Electron pairs power quantum plan

By Eric Smalley, Technology Research News

The shortest route to practical quantum computers, which promise to be phenomenally powerful, may be through proven manufacturing processes, namely the semiconductor technology of today's computer chips. It wouldn't hurt if the machines also used aspects of quantum physics that are relatively easy to control.

Researchers from Hewlett-Packard Laboratories and Qinetiq plc in England have mapped out a way to manipulate a pair of very cold electrons that could eventually lead to practical quantum computers made from quantum dots, or tiny specks of the type of semiconductor material used in electronics.

The researchers showed that at low temperatures, a pair of trapped electrons operate relatively simply and can be manipulated using electric and magnetic fields. "For... two electrons in a square-shaped quantum dot, there are just two states," John Jefferson, a senior fellow at Qinetiq.

______

§ **Written instruction 1**:
Which two organizations do the researchers in the electron-pair article come from?
§ **Written instruction 2**:
Carry the electron-pair article on from its final sentence.
The items have nothing to do with the article on electron pairs.

(Region labeling items)

______

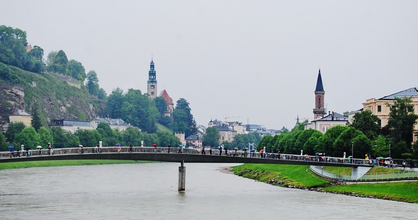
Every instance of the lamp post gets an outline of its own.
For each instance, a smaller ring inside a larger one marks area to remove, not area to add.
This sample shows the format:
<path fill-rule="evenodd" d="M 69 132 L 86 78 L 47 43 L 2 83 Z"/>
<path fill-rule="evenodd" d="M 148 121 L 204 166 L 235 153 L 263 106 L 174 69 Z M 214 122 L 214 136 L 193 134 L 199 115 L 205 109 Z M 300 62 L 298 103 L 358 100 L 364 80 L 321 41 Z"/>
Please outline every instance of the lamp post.
<path fill-rule="evenodd" d="M 353 148 L 354 148 L 354 142 L 352 141 L 351 142 L 351 160 L 353 160 L 353 159 L 354 158 L 354 156 L 353 156 L 354 153 L 353 153 Z"/>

______

§ **Result 1**:
Hewlett-Packard Laboratories and Qinetiq plc in England.

§ **Result 2**:
The electrons repel each other to diagonally-opposite corners of the quantum dot, leaving the two electrons in one of two possible configurations: upper right corner and lower left corner, or upper left corner and lower right corner.

These two states can represent the 1s and 0s of digital information; the quantum dots, or qubits, that contain them are the quantum computing equivalent of today's computer transistors, which use the presence or absence of electricity to represent 1s and 0s.

Quantum computers have the potential to solve very large problems fantastically fast. The weird rules that quantum particles like atoms and electrons follow allow them to be in some mix of states at once, so a qubit can be a mix of both 1 and 0. This means that a single string of qubits can represent every possible answer to a problem at once.

This allows a quantum computer to use one set of operations to check every potential answer to a problem. Today's electronic computers are much slower, in contrast, because they must check answers one at a time.

Key to the researchers method is the square shape of the microscopic quantum dot -- a speck of the semiconductor gallium arsenide measuring 800 nanometers a side -- that they used to trap the electrons. A nanometer is one millionth of a millimeter. "Two electrons in a square quantum dot repel each other [to the corners] due to the usual Coulomb repulsion force between them," said Jefferson.

The Coulomb force kicks in when particles carry a charge. Particles of the same charge, like electrons, which are negatively charged, repel each other.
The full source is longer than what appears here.